La liste “Saint-Barth en avant” conduite par Bruno Magras est élue le 11 mars 2001 au premier tour avec 63,3% des votes.
En 2007, ce sont cette fois quatre listes qui s’affrontent pour diriger la toute nouvelle Collectivité d’outre-mer de Saint-Barthélemy. Le maire Bruno Magras est réélu avec 72,2 % des suffrages, au premier tour, haut la main face aux listes conduites par Benoît Chauvin, Karine Miot et Maxime Desouches. Plus que jamais, l’urbanisme est au cœur des débats, avec la nouvelle possibilité qu’offre le passage en Com. Trois semaines avant le scrutin, dans nos colonnes, Bruno Magras est plus confiant pour l’avenir : « La loi organique confère à la nouvelle Collectivité le pouvoir de décision dans ce domaine y compris dans la protection de l’environnement et des espaces boisés. Les élus disposeront donc des leviers de commandes qu’ils n’avaient pas par le passé. Je n’ai pas la prétention de croire que l’on pourra tout arrêter et ce ne serait pas souhaitable. Mais pour répondre à votre question : suis-je favorable à limiter l’urbanisation de l’île ? La réponse est oui. Il faut une véritable prise de conscience avant qu’il ne soit trop tard et que l’économie générale de l’île en pâtisse. »

__Consigne 1__:
D'après l'extrait, avec quel pourcentage des suffrages Bruno Magras est-il réélu en 2007 ?
__Consigne 2__:
Dans les entrées, entre la ligne qui contient « Each returned marker MUST sit on an instance of the oval » et celle qui contient « 755], [48, 395]] », incluses, remplacez « Returns » par « Result » sans rien changer d'autre, puis redonnez ces lignes en omettant les images.
Les entrées qui suivent n'ont aucun rapport avec l'extrait.

__Extraits de données__:
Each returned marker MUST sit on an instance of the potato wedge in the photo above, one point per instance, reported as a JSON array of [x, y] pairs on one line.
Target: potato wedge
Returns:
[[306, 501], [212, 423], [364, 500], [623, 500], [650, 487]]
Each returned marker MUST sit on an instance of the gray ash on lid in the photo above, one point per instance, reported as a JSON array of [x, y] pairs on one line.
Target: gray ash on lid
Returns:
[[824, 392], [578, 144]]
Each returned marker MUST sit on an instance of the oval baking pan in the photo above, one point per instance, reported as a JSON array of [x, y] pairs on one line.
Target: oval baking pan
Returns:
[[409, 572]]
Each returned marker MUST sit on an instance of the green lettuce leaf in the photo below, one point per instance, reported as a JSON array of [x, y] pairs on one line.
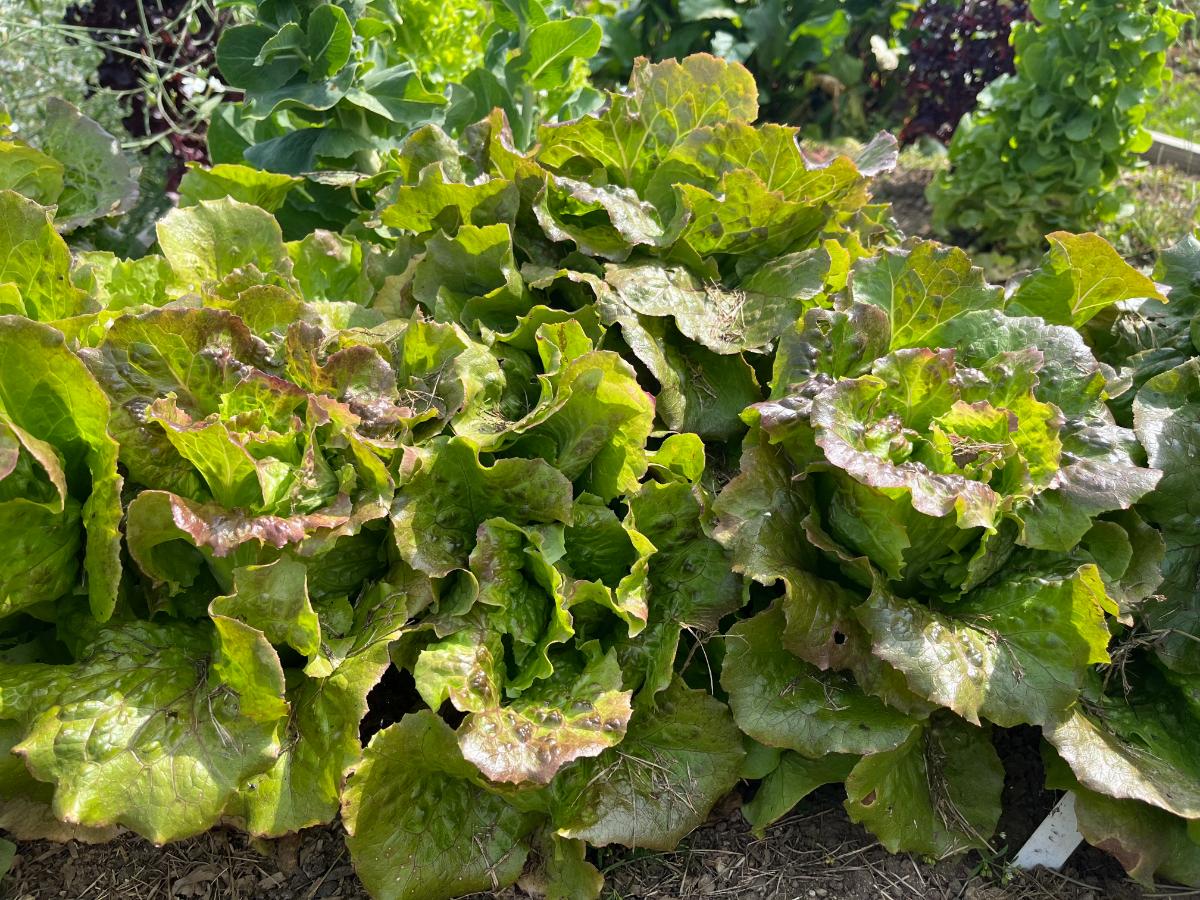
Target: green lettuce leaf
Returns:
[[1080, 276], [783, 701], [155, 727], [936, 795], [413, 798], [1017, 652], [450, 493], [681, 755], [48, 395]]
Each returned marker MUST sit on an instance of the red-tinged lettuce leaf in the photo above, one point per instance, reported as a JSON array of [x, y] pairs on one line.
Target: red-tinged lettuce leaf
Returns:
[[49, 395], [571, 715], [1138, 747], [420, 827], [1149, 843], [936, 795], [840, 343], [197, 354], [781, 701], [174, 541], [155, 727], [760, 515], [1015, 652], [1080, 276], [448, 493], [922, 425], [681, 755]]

__Réponse complète 1__:
Avec 72,2 % des suffrages.

__Réponse complète 2__:
Each returned marker MUST sit on an instance of the oval baking pan in the photo above, one point per instance, reported as a JSON array of [x, y] pairs on one line.
Target: oval baking pan
Result:
[[409, 572]]
Each returned marker MUST sit on an instance of the green lettuce leaf in the photo below, one point per instance, reported as a JSON array of [x, y] pairs on one line.
Target: green lettuce leaf
Result:
[[1080, 276], [783, 701], [155, 727], [936, 795], [413, 798], [1017, 652], [450, 493], [681, 755], [48, 395]]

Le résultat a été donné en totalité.